» **Your objective**: Find every line in the records that contains the word "yellow" and copy each one out. Match case exactly.

» **Provided data**:
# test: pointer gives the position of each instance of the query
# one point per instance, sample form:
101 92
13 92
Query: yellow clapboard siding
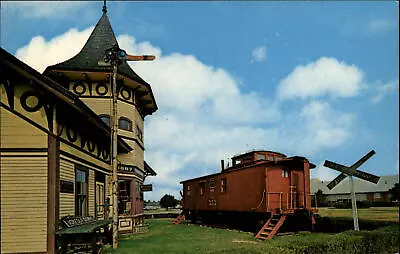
15 132
23 215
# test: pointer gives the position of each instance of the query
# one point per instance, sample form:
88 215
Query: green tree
395 192
168 201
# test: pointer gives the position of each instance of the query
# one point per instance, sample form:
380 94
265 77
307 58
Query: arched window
105 118
125 124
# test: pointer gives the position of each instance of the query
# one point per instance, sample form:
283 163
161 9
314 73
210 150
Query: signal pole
116 56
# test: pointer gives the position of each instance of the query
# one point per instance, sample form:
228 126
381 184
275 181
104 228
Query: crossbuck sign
352 171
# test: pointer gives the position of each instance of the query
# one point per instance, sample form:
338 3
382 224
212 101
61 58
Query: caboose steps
179 219
271 227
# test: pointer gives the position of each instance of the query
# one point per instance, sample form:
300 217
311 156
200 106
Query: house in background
365 191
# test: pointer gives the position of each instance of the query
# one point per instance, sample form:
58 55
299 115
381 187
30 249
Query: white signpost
352 171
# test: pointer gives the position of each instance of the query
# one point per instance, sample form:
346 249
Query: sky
306 78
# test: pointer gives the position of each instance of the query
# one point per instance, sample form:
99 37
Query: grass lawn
372 213
163 237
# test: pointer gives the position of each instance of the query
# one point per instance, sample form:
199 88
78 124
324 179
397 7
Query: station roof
257 151
91 56
149 170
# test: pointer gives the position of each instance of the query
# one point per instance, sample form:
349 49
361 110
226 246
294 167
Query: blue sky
315 79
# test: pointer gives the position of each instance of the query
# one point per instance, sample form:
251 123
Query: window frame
78 211
122 118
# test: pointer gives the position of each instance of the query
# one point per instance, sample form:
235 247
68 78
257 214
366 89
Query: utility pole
116 56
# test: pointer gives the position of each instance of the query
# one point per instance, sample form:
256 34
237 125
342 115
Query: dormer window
105 118
125 124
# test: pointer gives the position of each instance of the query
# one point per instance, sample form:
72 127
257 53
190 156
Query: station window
105 118
139 133
223 185
125 124
124 197
260 156
285 172
202 186
211 184
81 200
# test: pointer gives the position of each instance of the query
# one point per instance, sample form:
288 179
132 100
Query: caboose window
81 191
202 186
285 172
223 185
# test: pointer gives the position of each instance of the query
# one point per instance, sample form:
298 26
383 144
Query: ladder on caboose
271 227
179 219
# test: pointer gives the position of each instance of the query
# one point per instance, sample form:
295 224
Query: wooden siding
91 198
67 200
17 133
23 204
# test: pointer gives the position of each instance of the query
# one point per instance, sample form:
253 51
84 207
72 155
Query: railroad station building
55 143
365 191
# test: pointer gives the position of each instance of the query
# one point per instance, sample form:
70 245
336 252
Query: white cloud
43 9
385 89
203 115
259 54
326 76
40 53
380 26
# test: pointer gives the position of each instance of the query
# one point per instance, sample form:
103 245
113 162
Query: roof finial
105 7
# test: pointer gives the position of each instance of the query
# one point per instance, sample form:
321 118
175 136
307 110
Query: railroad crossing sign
352 171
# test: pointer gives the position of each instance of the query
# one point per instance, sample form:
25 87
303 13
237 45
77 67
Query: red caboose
260 186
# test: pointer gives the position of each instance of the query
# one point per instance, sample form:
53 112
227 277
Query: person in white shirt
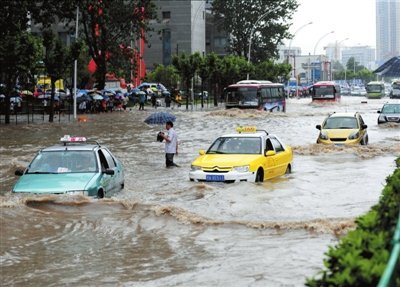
171 144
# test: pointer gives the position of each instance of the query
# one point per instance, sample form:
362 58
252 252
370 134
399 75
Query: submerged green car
73 167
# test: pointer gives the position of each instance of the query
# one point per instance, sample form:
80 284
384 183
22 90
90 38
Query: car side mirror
270 153
19 172
109 171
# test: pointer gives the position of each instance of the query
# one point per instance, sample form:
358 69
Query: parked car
74 167
343 129
248 155
389 113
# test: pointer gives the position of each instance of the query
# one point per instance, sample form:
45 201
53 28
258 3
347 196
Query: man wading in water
171 144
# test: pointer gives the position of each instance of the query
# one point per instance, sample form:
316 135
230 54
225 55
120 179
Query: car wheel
288 169
260 175
100 194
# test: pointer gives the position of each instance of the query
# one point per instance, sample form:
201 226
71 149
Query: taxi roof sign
68 138
246 129
249 129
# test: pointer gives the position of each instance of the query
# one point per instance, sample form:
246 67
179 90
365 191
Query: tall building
387 29
364 55
181 29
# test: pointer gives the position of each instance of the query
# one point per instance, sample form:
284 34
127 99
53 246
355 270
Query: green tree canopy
240 17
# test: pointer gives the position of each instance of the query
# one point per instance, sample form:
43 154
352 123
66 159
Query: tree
267 70
19 50
353 65
268 32
57 59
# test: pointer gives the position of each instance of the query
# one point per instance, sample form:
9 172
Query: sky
353 19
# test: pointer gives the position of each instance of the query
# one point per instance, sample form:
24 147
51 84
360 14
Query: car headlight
77 192
354 135
323 136
195 167
243 168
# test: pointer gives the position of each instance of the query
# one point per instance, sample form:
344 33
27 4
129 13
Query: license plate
213 177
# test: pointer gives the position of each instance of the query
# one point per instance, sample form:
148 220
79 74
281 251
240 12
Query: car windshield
391 109
236 145
63 161
341 123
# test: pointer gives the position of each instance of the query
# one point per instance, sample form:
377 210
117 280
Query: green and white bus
375 90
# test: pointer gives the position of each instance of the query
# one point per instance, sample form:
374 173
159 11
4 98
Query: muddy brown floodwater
163 230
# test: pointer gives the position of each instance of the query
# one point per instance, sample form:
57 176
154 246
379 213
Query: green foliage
268 33
360 258
267 70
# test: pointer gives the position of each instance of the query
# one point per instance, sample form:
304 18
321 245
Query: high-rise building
181 29
363 55
387 29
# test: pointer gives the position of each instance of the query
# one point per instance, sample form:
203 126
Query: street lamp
294 34
336 52
315 48
252 31
294 61
76 61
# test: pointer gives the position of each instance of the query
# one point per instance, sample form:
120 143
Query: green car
72 167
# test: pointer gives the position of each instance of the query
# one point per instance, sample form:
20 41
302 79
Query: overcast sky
353 19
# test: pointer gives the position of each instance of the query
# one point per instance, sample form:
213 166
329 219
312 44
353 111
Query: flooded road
163 230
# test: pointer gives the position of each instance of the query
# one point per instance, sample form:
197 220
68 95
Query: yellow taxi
343 129
248 155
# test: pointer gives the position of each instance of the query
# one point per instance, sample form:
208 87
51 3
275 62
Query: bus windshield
375 88
263 96
324 91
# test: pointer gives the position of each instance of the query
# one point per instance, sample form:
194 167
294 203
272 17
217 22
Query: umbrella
159 118
15 99
27 93
83 98
108 93
390 68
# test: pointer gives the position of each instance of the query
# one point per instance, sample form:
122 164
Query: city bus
375 90
325 91
253 94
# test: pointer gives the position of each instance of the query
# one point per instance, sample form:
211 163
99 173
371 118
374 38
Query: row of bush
361 256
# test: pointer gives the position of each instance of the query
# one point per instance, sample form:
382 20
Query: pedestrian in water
142 99
171 144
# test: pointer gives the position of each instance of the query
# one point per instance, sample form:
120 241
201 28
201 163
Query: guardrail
392 270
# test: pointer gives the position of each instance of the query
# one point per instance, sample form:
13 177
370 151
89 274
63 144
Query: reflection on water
163 230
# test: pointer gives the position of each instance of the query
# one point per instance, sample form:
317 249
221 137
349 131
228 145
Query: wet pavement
163 230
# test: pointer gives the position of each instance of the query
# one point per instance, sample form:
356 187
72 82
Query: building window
166 15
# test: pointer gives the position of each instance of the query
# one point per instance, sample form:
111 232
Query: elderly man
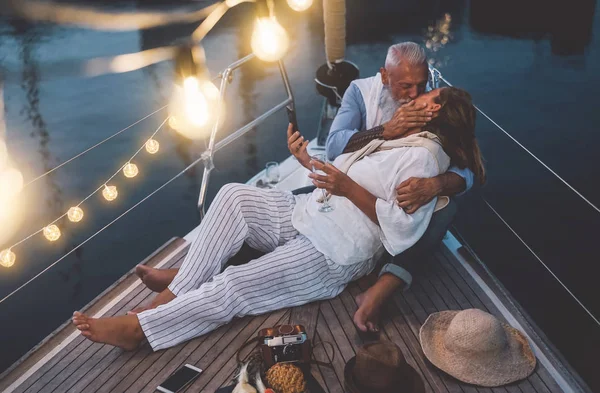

» **Answer to the problem**:
Query: yellow clapboard siding
Query: yellow taxi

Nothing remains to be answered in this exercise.